EXERCISE. Rewrite the records below from the line with "Target: concrete path" to the line with "(669, 1000)", both ends included, keeping every line and adding 56 to each number in the point coordinates.

--------------------------------------------------

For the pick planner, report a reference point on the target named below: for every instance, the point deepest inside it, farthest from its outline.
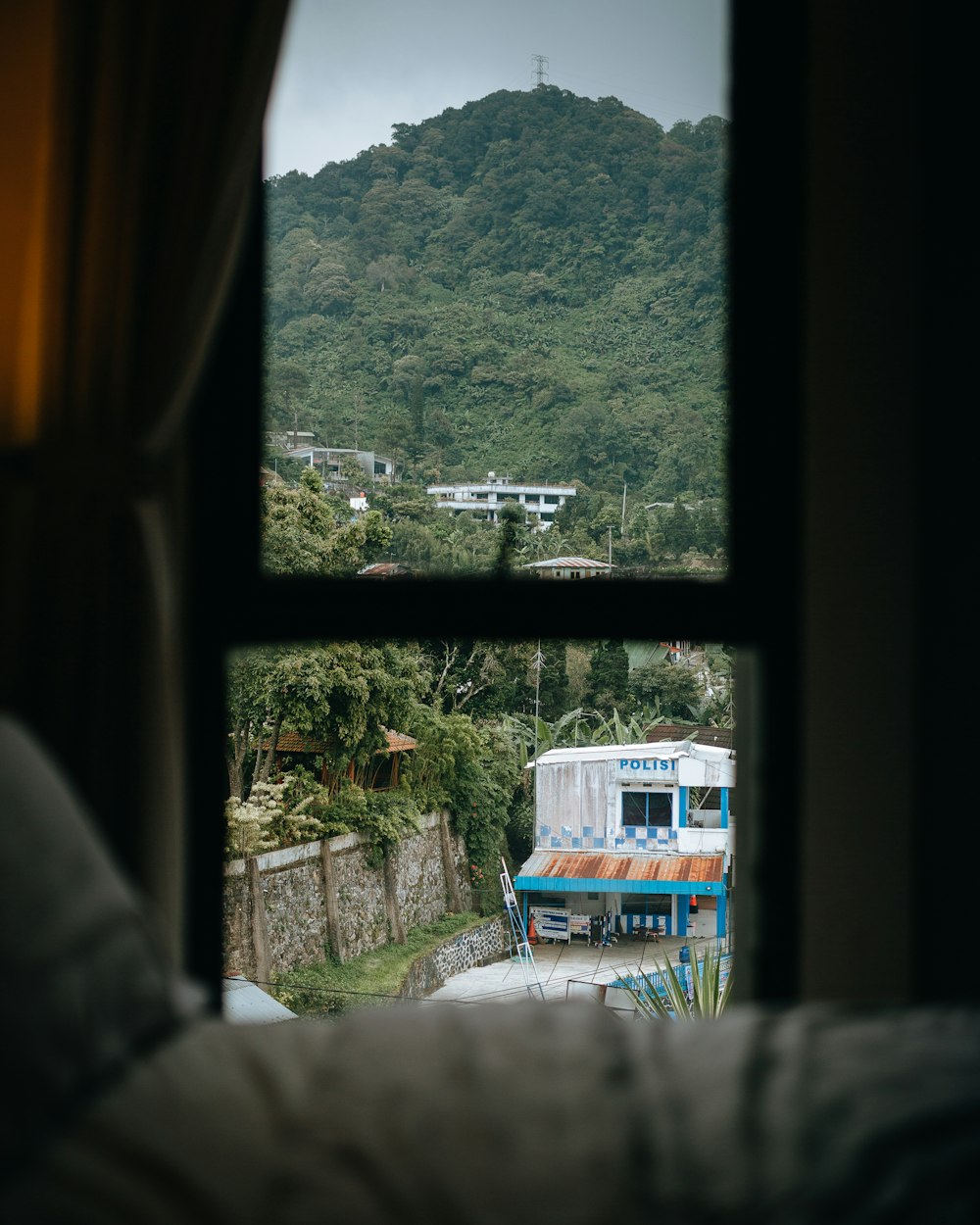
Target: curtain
(131, 171)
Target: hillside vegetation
(532, 283)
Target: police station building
(640, 833)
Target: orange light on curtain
(27, 65)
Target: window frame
(755, 607)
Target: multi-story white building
(327, 460)
(489, 498)
(641, 834)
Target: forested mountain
(532, 283)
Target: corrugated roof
(295, 743)
(715, 738)
(567, 564)
(609, 866)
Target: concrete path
(562, 969)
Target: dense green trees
(532, 283)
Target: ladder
(524, 956)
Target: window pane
(376, 787)
(496, 297)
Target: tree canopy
(532, 283)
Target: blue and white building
(641, 833)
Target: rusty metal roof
(295, 743)
(567, 865)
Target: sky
(351, 69)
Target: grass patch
(370, 980)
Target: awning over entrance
(573, 871)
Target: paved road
(563, 970)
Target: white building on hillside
(489, 498)
(636, 834)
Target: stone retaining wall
(479, 946)
(288, 906)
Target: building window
(647, 808)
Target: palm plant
(669, 1000)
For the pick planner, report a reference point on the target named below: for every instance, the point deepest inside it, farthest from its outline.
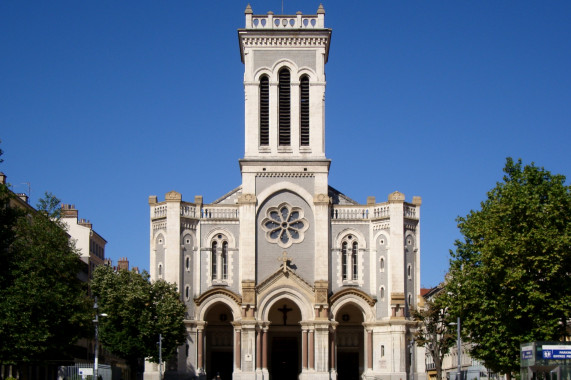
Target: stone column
(332, 349)
(238, 349)
(265, 348)
(259, 349)
(311, 350)
(200, 344)
(369, 349)
(304, 349)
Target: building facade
(90, 244)
(286, 277)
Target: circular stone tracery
(285, 225)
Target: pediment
(353, 292)
(284, 277)
(218, 291)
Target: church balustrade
(188, 210)
(160, 211)
(284, 22)
(213, 212)
(350, 213)
(409, 212)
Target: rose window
(285, 225)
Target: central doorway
(350, 340)
(219, 342)
(284, 341)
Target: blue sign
(556, 352)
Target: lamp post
(459, 344)
(96, 322)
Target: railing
(160, 211)
(371, 212)
(213, 212)
(409, 212)
(188, 211)
(298, 21)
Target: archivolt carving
(218, 291)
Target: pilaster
(172, 269)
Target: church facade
(285, 277)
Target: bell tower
(284, 81)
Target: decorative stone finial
(397, 196)
(173, 196)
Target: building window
(285, 225)
(354, 260)
(344, 259)
(219, 259)
(264, 111)
(304, 110)
(214, 261)
(349, 259)
(224, 260)
(284, 109)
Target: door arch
(219, 342)
(350, 342)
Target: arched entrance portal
(284, 340)
(219, 342)
(350, 332)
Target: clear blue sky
(104, 103)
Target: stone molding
(321, 199)
(355, 292)
(288, 41)
(218, 291)
(247, 199)
(173, 196)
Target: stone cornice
(218, 291)
(353, 292)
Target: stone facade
(285, 277)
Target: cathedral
(286, 277)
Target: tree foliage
(137, 312)
(509, 277)
(434, 333)
(43, 304)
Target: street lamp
(459, 343)
(96, 322)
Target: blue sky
(104, 103)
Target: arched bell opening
(350, 343)
(284, 340)
(219, 341)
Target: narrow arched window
(344, 260)
(224, 260)
(264, 111)
(304, 110)
(354, 260)
(284, 100)
(214, 268)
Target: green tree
(43, 304)
(509, 277)
(434, 333)
(137, 312)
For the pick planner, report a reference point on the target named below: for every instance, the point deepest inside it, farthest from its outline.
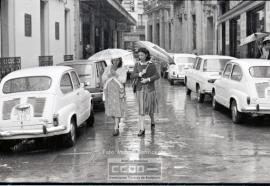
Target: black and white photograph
(134, 92)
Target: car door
(196, 74)
(83, 105)
(222, 85)
(69, 95)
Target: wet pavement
(192, 142)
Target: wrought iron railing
(45, 60)
(68, 57)
(9, 64)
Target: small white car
(182, 62)
(206, 67)
(244, 87)
(42, 102)
(90, 73)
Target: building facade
(237, 20)
(47, 32)
(159, 27)
(136, 9)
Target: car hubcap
(72, 132)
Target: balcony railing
(68, 57)
(45, 60)
(9, 64)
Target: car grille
(38, 104)
(7, 107)
(260, 87)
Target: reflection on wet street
(193, 142)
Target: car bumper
(34, 133)
(258, 109)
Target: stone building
(237, 20)
(182, 26)
(136, 9)
(46, 32)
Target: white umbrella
(110, 53)
(155, 51)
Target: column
(243, 34)
(162, 29)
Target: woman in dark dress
(146, 95)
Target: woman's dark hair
(146, 52)
(120, 63)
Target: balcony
(45, 60)
(9, 64)
(68, 57)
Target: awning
(113, 9)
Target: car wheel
(236, 116)
(71, 137)
(90, 121)
(200, 96)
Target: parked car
(42, 102)
(90, 73)
(182, 62)
(244, 88)
(205, 68)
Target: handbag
(135, 82)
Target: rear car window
(260, 71)
(27, 84)
(214, 65)
(83, 70)
(178, 60)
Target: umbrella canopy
(110, 53)
(155, 51)
(254, 37)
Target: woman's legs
(116, 126)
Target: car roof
(252, 62)
(78, 62)
(183, 55)
(216, 57)
(51, 71)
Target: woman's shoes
(141, 133)
(116, 132)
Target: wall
(28, 48)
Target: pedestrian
(264, 51)
(113, 79)
(145, 73)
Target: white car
(244, 87)
(206, 67)
(182, 62)
(42, 102)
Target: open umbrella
(110, 53)
(254, 37)
(156, 51)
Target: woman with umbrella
(145, 73)
(113, 79)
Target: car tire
(236, 115)
(71, 137)
(91, 119)
(199, 95)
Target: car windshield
(83, 70)
(178, 60)
(215, 65)
(260, 71)
(27, 84)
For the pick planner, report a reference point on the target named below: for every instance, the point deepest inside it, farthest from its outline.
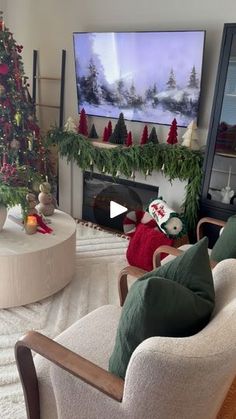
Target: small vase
(3, 215)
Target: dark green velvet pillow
(176, 299)
(225, 246)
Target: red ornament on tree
(172, 136)
(144, 138)
(109, 129)
(83, 125)
(4, 69)
(105, 136)
(129, 140)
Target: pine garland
(175, 161)
(13, 195)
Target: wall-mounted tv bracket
(37, 77)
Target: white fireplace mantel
(71, 188)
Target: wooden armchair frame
(66, 359)
(107, 383)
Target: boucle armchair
(179, 378)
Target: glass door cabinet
(218, 198)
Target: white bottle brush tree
(190, 137)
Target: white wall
(47, 26)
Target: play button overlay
(112, 202)
(116, 209)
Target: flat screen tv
(151, 77)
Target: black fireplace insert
(99, 190)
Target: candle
(228, 184)
(31, 224)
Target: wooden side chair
(176, 250)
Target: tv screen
(151, 77)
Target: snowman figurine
(46, 205)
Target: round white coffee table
(33, 267)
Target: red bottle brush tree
(93, 132)
(172, 136)
(105, 136)
(83, 124)
(20, 142)
(109, 129)
(153, 136)
(144, 138)
(129, 139)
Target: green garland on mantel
(179, 163)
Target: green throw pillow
(176, 300)
(225, 246)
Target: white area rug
(99, 257)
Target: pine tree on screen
(153, 136)
(105, 136)
(171, 83)
(119, 134)
(193, 81)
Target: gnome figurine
(46, 201)
(31, 203)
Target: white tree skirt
(99, 258)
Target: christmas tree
(93, 132)
(193, 81)
(105, 136)
(172, 136)
(119, 134)
(190, 137)
(83, 124)
(21, 146)
(109, 129)
(153, 136)
(129, 139)
(171, 83)
(144, 138)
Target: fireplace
(99, 190)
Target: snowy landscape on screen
(149, 76)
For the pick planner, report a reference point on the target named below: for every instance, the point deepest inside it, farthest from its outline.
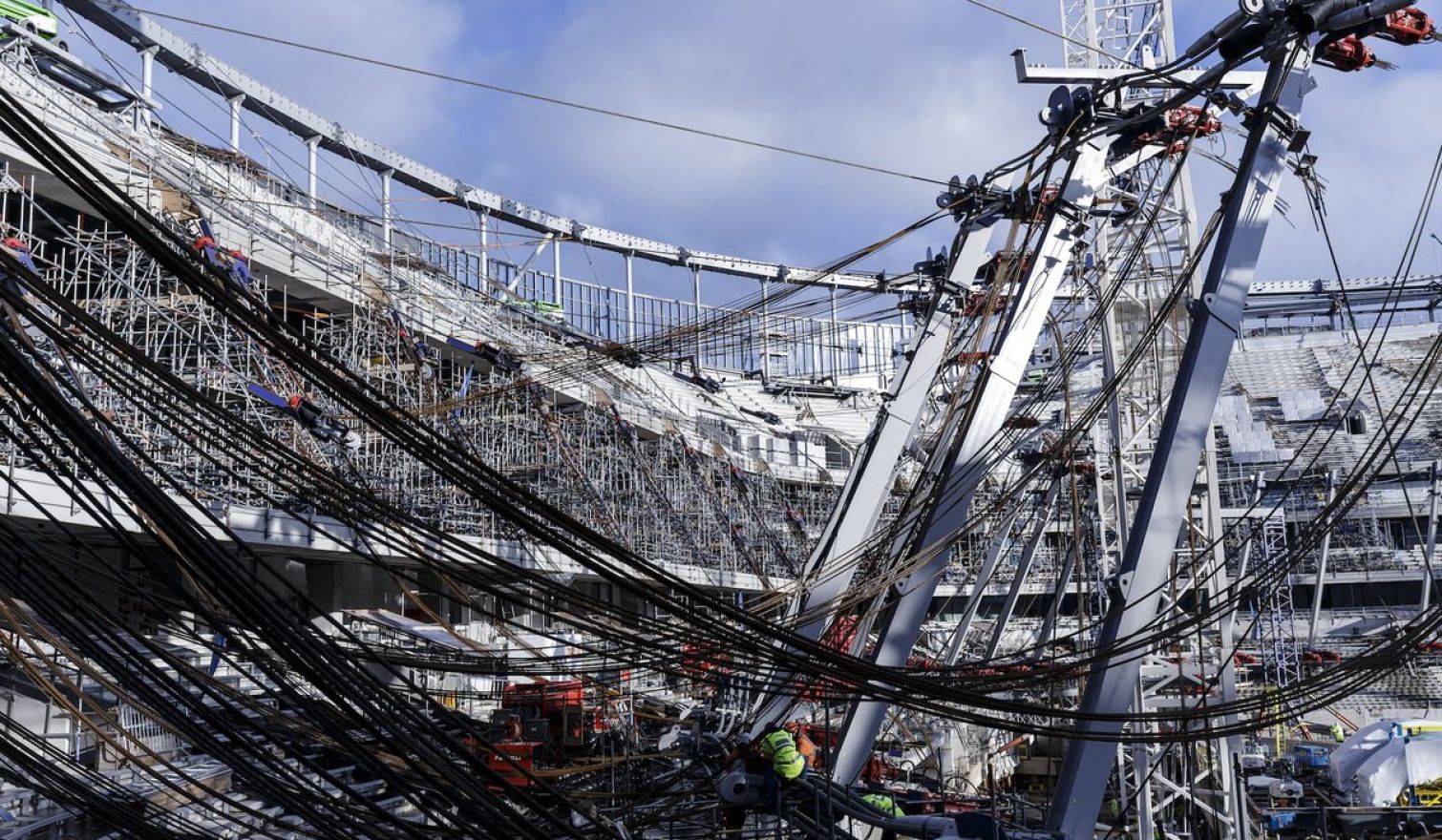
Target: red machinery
(548, 712)
(1347, 55)
(1408, 26)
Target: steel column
(1431, 552)
(311, 178)
(1321, 560)
(147, 76)
(1216, 317)
(387, 208)
(630, 297)
(961, 467)
(868, 484)
(235, 120)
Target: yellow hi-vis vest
(780, 749)
(884, 803)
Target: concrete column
(235, 120)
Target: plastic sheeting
(1380, 761)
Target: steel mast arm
(961, 467)
(1215, 322)
(868, 484)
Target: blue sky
(918, 85)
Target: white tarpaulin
(1377, 763)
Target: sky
(923, 87)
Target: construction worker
(887, 805)
(322, 426)
(803, 744)
(746, 755)
(205, 246)
(240, 268)
(785, 763)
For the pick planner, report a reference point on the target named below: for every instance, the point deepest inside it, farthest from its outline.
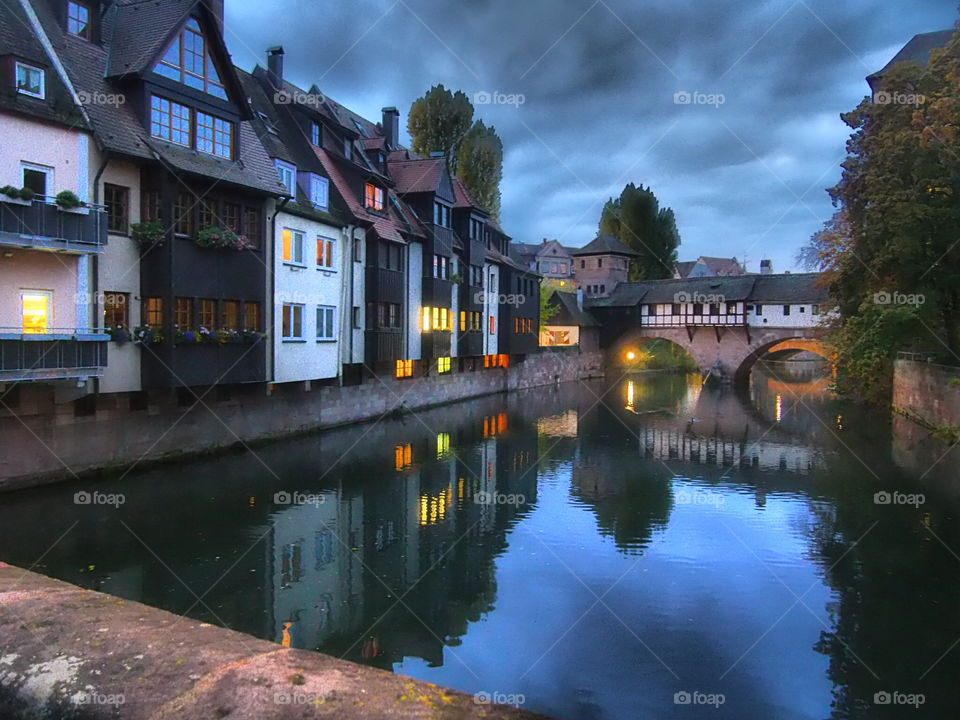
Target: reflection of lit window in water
(323, 548)
(433, 508)
(291, 564)
(443, 445)
(403, 456)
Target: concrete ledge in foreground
(66, 652)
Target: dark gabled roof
(117, 128)
(606, 245)
(141, 29)
(423, 175)
(919, 50)
(19, 39)
(570, 312)
(789, 288)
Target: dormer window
(30, 80)
(319, 191)
(78, 20)
(374, 197)
(441, 214)
(288, 176)
(188, 60)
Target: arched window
(188, 60)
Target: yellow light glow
(36, 312)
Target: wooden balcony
(57, 354)
(42, 225)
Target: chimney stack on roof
(391, 126)
(275, 65)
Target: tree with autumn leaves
(442, 121)
(891, 253)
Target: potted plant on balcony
(118, 334)
(15, 196)
(146, 335)
(68, 201)
(148, 233)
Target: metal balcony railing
(42, 224)
(56, 353)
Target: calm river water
(644, 548)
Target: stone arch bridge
(725, 323)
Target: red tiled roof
(391, 227)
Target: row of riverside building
(168, 220)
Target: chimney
(391, 126)
(216, 9)
(275, 66)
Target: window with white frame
(288, 176)
(30, 80)
(326, 322)
(326, 253)
(293, 246)
(319, 191)
(292, 321)
(38, 178)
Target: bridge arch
(807, 344)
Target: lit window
(30, 80)
(319, 191)
(326, 253)
(293, 246)
(403, 456)
(37, 310)
(78, 20)
(214, 135)
(188, 61)
(326, 323)
(374, 197)
(153, 312)
(288, 176)
(404, 368)
(292, 322)
(169, 121)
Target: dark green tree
(438, 121)
(637, 220)
(480, 165)
(891, 253)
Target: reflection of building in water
(682, 446)
(316, 575)
(565, 424)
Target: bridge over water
(725, 323)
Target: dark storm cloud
(599, 80)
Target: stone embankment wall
(925, 398)
(42, 447)
(66, 652)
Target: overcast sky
(745, 177)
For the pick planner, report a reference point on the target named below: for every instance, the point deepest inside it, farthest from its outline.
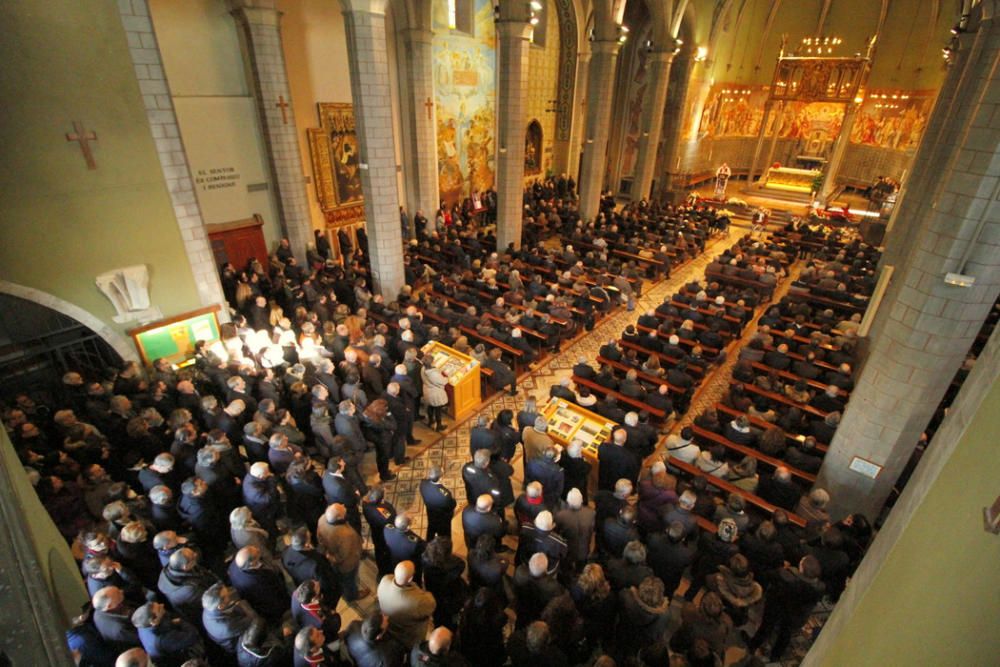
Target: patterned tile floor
(450, 450)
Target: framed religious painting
(336, 165)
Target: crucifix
(84, 137)
(283, 105)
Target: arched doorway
(39, 344)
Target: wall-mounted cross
(84, 137)
(283, 105)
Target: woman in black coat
(379, 427)
(507, 436)
(443, 578)
(480, 632)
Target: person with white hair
(616, 461)
(576, 522)
(409, 608)
(113, 619)
(540, 536)
(534, 587)
(167, 639)
(342, 545)
(263, 496)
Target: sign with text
(216, 178)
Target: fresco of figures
(464, 67)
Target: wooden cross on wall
(283, 105)
(83, 137)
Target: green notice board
(173, 339)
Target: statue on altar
(721, 181)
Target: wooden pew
(646, 377)
(773, 396)
(728, 487)
(793, 439)
(708, 436)
(656, 413)
(788, 375)
(672, 361)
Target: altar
(568, 421)
(464, 391)
(790, 179)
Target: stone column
(420, 155)
(837, 154)
(369, 65)
(673, 124)
(774, 137)
(260, 31)
(580, 113)
(768, 107)
(924, 327)
(652, 123)
(513, 33)
(603, 58)
(148, 63)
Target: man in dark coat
(480, 519)
(260, 583)
(546, 470)
(403, 543)
(183, 581)
(304, 563)
(113, 618)
(669, 555)
(379, 514)
(615, 461)
(338, 489)
(790, 599)
(169, 640)
(439, 503)
(226, 617)
(369, 644)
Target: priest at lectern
(721, 180)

--------------------------------------------------

RESULT.
Target: concrete path
(618, 1025)
Target: dense green trees
(588, 339)
Target: ladder
(580, 1012)
Target: window pane
(432, 843)
(552, 353)
Target: tree canopy
(588, 339)
Target: blue and white building
(697, 889)
Target: rusty metal roof
(351, 799)
(623, 921)
Target: sky
(407, 125)
Target: grass patch
(426, 1036)
Target: awning over entrance
(629, 927)
Target: paved road
(619, 1026)
Target: white building on hillside
(545, 554)
(692, 890)
Target: stone retaining wall
(535, 1002)
(344, 962)
Target: building window
(703, 864)
Target: palm plant
(725, 1056)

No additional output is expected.